◆ **EXERCISE REQUIREMENTS**
No images are to be carried over; print all other material exactly as it stands.

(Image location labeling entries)
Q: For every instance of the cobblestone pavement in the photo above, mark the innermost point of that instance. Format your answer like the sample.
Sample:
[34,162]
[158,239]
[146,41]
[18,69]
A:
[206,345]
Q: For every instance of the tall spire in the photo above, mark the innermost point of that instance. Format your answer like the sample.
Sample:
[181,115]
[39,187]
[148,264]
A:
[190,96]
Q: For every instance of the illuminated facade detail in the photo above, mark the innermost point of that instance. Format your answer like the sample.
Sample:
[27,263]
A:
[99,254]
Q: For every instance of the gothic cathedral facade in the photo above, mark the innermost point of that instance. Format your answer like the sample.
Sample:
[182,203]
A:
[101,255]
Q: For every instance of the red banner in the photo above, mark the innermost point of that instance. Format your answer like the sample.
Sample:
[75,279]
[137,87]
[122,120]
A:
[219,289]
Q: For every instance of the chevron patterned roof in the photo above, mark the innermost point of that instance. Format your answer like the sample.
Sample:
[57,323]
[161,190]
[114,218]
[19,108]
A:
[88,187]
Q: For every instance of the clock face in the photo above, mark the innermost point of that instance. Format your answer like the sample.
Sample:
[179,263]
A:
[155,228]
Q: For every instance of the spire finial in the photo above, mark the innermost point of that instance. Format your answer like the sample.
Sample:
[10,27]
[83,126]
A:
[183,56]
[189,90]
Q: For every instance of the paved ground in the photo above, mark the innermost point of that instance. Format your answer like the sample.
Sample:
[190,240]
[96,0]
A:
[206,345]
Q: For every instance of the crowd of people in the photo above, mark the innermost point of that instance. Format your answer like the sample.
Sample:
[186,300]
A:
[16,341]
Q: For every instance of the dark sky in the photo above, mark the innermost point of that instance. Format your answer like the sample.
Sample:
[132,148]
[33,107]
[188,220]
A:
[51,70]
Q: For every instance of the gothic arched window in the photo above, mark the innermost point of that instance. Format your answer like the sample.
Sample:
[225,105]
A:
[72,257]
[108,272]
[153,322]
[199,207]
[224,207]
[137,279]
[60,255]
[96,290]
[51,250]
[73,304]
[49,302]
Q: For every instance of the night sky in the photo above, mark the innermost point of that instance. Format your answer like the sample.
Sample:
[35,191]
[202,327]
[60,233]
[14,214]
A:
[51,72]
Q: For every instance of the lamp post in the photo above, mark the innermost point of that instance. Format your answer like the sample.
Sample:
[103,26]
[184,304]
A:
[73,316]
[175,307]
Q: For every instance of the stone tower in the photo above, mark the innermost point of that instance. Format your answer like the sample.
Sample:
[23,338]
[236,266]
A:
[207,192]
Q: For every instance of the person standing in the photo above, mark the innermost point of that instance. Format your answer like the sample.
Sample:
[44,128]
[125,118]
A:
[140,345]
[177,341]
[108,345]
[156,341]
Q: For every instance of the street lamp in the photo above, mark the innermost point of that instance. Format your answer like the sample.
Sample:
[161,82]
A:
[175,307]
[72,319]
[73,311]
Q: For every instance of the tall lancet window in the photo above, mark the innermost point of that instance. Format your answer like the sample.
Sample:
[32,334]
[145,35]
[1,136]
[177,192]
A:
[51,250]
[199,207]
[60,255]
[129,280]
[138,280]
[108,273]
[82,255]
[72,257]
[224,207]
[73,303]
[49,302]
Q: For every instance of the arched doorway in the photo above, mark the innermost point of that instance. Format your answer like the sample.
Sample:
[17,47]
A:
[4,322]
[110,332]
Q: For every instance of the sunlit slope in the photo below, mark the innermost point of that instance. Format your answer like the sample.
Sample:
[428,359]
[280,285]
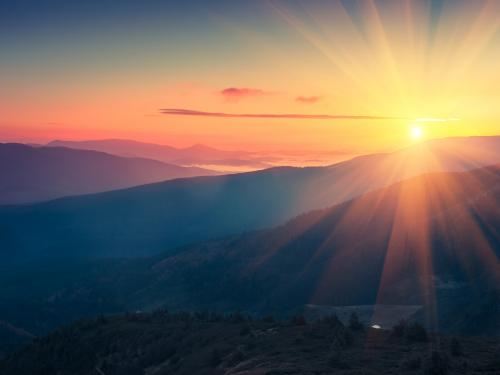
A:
[152,218]
[432,240]
[396,245]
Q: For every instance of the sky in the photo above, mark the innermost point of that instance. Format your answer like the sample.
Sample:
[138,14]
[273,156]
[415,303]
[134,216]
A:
[351,76]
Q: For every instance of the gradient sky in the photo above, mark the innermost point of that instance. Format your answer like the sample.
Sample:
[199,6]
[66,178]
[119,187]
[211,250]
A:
[262,75]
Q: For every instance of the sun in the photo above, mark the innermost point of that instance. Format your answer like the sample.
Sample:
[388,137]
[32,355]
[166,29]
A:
[416,133]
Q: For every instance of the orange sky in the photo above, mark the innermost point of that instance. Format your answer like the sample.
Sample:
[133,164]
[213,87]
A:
[408,61]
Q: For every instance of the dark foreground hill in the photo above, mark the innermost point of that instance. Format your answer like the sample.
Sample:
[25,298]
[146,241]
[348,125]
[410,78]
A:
[31,174]
[162,343]
[154,218]
[430,241]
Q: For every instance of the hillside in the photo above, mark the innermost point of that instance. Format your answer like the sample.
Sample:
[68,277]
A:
[430,241]
[163,343]
[193,155]
[30,174]
[156,217]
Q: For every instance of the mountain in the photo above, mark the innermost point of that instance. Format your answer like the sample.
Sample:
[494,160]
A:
[30,174]
[194,155]
[430,243]
[157,217]
[166,343]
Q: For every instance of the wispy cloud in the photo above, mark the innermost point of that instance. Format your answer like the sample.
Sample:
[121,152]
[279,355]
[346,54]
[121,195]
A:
[308,99]
[436,119]
[295,116]
[237,93]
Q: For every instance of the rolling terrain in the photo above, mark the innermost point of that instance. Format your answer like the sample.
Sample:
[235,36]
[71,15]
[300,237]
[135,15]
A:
[166,343]
[30,174]
[193,155]
[430,241]
[153,218]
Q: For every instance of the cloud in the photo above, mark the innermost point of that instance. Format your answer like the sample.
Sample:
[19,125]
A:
[295,116]
[308,99]
[237,93]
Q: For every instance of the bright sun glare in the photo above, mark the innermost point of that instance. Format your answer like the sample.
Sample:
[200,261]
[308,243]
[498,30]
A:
[416,133]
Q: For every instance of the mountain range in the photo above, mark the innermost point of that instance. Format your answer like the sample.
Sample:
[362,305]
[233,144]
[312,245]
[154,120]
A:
[149,219]
[194,155]
[30,174]
[431,241]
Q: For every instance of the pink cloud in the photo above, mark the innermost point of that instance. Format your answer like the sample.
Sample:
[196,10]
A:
[296,116]
[308,99]
[237,93]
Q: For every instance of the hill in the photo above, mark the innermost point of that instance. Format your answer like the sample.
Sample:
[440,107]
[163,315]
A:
[30,174]
[431,242]
[194,155]
[156,217]
[163,343]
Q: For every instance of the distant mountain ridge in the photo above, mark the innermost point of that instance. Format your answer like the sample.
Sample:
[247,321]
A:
[30,174]
[432,240]
[197,154]
[152,218]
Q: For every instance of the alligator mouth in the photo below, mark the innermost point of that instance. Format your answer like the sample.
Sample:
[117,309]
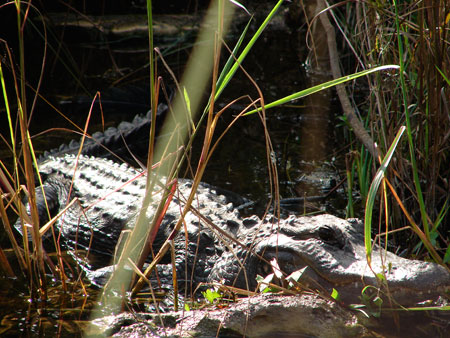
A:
[287,261]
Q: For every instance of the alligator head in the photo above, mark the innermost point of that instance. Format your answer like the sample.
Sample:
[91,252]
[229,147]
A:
[222,246]
[330,253]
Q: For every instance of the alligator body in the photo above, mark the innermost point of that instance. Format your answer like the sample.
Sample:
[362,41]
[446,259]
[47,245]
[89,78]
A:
[223,246]
[126,142]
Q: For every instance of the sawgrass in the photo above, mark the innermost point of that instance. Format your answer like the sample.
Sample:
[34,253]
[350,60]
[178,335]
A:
[172,154]
[417,200]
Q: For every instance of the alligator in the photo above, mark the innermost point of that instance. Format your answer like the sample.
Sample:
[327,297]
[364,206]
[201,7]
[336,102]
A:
[126,142]
[223,246]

◆ **EXERCISE RESPONSE**
Q: For every instance of the cobblestone pavement in the photo above, mark the innermost point of that instance. Format your answer like the sample.
Sample:
[34,162]
[158,239]
[146,41]
[18,69]
A:
[206,345]
Q: For every instance of the tall spire in the photo above, mark the innermost point of that instance. Format your answer like the sample.
Sample:
[181,115]
[39,187]
[148,264]
A:
[190,96]
Q: For every instance of the illuminated facade detail in the photo above, mark the innermost point of that instance. Format your answer like the sample.
Sample:
[27,263]
A:
[99,254]
Q: For every instance of the gothic cathedral facade in the photo above, mark the innermost point of that instance. Format your answer like the sample.
Sample:
[182,203]
A:
[101,255]
Q: For every instance of the red banner in the photo above, mark the innermost point of that instance. Format your answer like the sample.
Sample:
[75,279]
[137,87]
[122,120]
A:
[219,289]
Q: For every instance of the chevron patterned roof in the photo above, mark the innermost point of that instance. Format your answer like the sample.
Sample:
[57,323]
[161,190]
[114,218]
[19,108]
A:
[88,187]
Q: For every instance of the clock face in the photo above, mark the innermost point of that instance. Format your answer like the sample.
Sample:
[179,263]
A:
[155,228]
Q: For every instance of the spire finial in the photo above, mark the innermost point of that instance. Format your answer like the sample.
Sample:
[10,27]
[83,126]
A:
[183,56]
[189,90]
Q: For every instance of the paved ground in the photo above, mark the innermost point of that instance. Format your answer like the sample.
Sample:
[190,240]
[96,0]
A:
[206,345]
Q: For every instance of the crowd of people in the photo above, mark the innermost point of that instance. Format your answer like the sample.
Sample:
[186,300]
A:
[16,341]
Q: For every instance of the dark sky in the photo above, mark the innermost point of that instance. Format your answer like the sample.
Sample:
[132,148]
[33,107]
[188,220]
A:
[51,70]
Q: For every instance of the gothic arched window in the photo above, mark the innermost point of that instance. Format your answer like the sample.
Sample:
[225,105]
A:
[72,257]
[108,272]
[153,322]
[199,207]
[224,207]
[137,279]
[60,255]
[96,290]
[51,250]
[73,304]
[49,302]
Q: For every instance of the night sky in the photo above, mark the innermost point of that instance. Format your answer like the sample.
Sample:
[35,191]
[202,327]
[60,233]
[14,214]
A:
[51,72]
Q: For every instance of the lamp post in the photo above, mark the innermost point of that instance. Format your answer like the sample.
Sample:
[103,26]
[184,304]
A:
[73,316]
[175,307]
Q: For every instance of the stone tower in the photo above, mark the innermost point of that instance. Format your answer like the sample.
Sample:
[23,338]
[236,266]
A:
[207,192]
Q: For every instance of the person standing in the photo above, mark the innermost point of that instance. Format your answer like the sample.
Sample:
[44,128]
[125,118]
A:
[140,345]
[177,341]
[108,345]
[156,341]
Q: For every instance of the street lamp in the photo above, mark the innermost point of that instance. Format your answer like the sample.
Sample:
[161,82]
A:
[175,307]
[72,319]
[73,311]
Q: For every instance of the tall lancet window in the photo above, mark the innermost point of that instance. Format your answer like the sample.
Sample:
[32,334]
[145,35]
[1,136]
[177,192]
A:
[51,250]
[199,207]
[60,255]
[129,280]
[138,280]
[108,273]
[82,255]
[72,257]
[224,207]
[73,303]
[49,302]
Q: For every instance of the arched doorway in the photo above, mark the innermost point of that instance. Format your answer like the sample.
Sample:
[17,47]
A:
[4,322]
[110,332]
Q: For every instance of the sunlit slope in the photo below, mark the innermost point of that instance. Format your answer like the sample.
Sample:
[428,359]
[280,285]
A:
[152,218]
[432,240]
[396,245]
Q: For every instance of the sky in the photo above, mark the innermost point of that instance. Format your answer like the sample.
Sample:
[138,14]
[273,156]
[415,303]
[134,216]
A:
[351,76]
Q: For every instance of the gradient sky in the photo above, mark the innermost point of that instance. Format your answer like the sample.
Sample:
[199,6]
[66,178]
[119,187]
[211,250]
A:
[262,75]
Q: For every instance of the sun in the photo above, mark the innermost point of that instance. Format your answer like the sample.
Sample:
[388,137]
[32,355]
[166,29]
A:
[416,133]
Q: For every instance of the orange sky in the photo above, mark the innermost point of that instance. Format your answer like the sample.
Sample:
[133,164]
[213,87]
A:
[408,61]
Q: For every instance of the dark foreground hill in the photo above, mark the innermost point of that instance. Format your answer like the sample.
Sample:
[25,298]
[146,241]
[348,125]
[410,78]
A:
[31,174]
[162,343]
[154,218]
[430,241]
Q: For every instance of the hillside in the photo above, mark the innermost point of that instance. Format your answer like the sample.
Sample:
[68,277]
A:
[430,241]
[163,343]
[193,155]
[30,174]
[156,217]
Q: For every instance of the mountain in the photo above, mark the innermost point of that instance. Format your answer like the sample.
Sample:
[494,160]
A:
[30,174]
[194,155]
[430,243]
[157,217]
[166,343]
Q: For every instance of the wispy cloud in the photo above, mark the innermost point of that instance. Format your answer like the sample.
Sample:
[121,152]
[279,355]
[346,54]
[121,195]
A:
[308,99]
[436,119]
[295,116]
[237,93]
Q: For every instance of the rolling terrain in the photo above, mark the innermost point of that instance. Format your answer like the sample.
Sample:
[235,36]
[71,15]
[300,237]
[135,15]
A:
[166,343]
[30,174]
[193,155]
[430,241]
[153,218]
Q: For every instance of the cloud in the photo above, mark the innermost point of that instance. Format your answer like the sample.
Sample:
[19,125]
A:
[295,116]
[308,99]
[237,93]
Q: For every instance of the bright sun glare in the photo above, mark the innermost point of that instance. Format your answer like the sample.
Sample:
[200,261]
[308,243]
[498,30]
A:
[416,133]
Q: For every instance of the mountain range in the photo above, mark the innermost point of that instance. Format your answer like the sample.
Sample:
[362,305]
[233,144]
[312,245]
[154,120]
A:
[149,219]
[194,155]
[30,174]
[431,241]
Q: For every instance of the pink cloud in the photo above, mark the innermost point of that instance. Format your answer like the sample.
Sample:
[196,10]
A:
[296,116]
[308,99]
[237,93]
Q: For every instance of the hill in the photo above, mark the innermost point of that instance. Format your answer like the sample.
Sample:
[440,107]
[163,315]
A:
[30,174]
[431,242]
[194,155]
[156,217]
[163,343]
Q: For every instance of the distant mountain ridge in the photo above, mark the innermost point of that instance. Format your answer like the sample.
Sample:
[247,321]
A:
[30,174]
[432,240]
[197,154]
[152,218]
Q: For every instance of the alligator mouth in the photo below, mark the innermost point of that instance. Format your answer like the sample.
Sample:
[117,309]
A:
[287,261]
Q: For every instance of the alligator head in the photo above, mark the innermost point of that instance. Format your answer like the sample.
Sample:
[91,252]
[229,147]
A:
[222,246]
[330,253]
Q: For every instance of the alligator body in the photo above, mark the innermost point of that instance. Format your answer like the sample.
Sample:
[362,41]
[446,259]
[47,245]
[89,78]
A:
[223,246]
[126,142]
Q: For every instance of the sawgrass in the photo above, mark the innermost point of that instance. Format your answer like the sample.
Sample:
[34,253]
[350,60]
[178,335]
A:
[172,154]
[417,200]
Q: For every instance of the alligator in the photo above, mark the innermost point of that instance. Format your answer like the sample.
Sample:
[327,297]
[364,206]
[201,7]
[336,102]
A:
[126,142]
[223,246]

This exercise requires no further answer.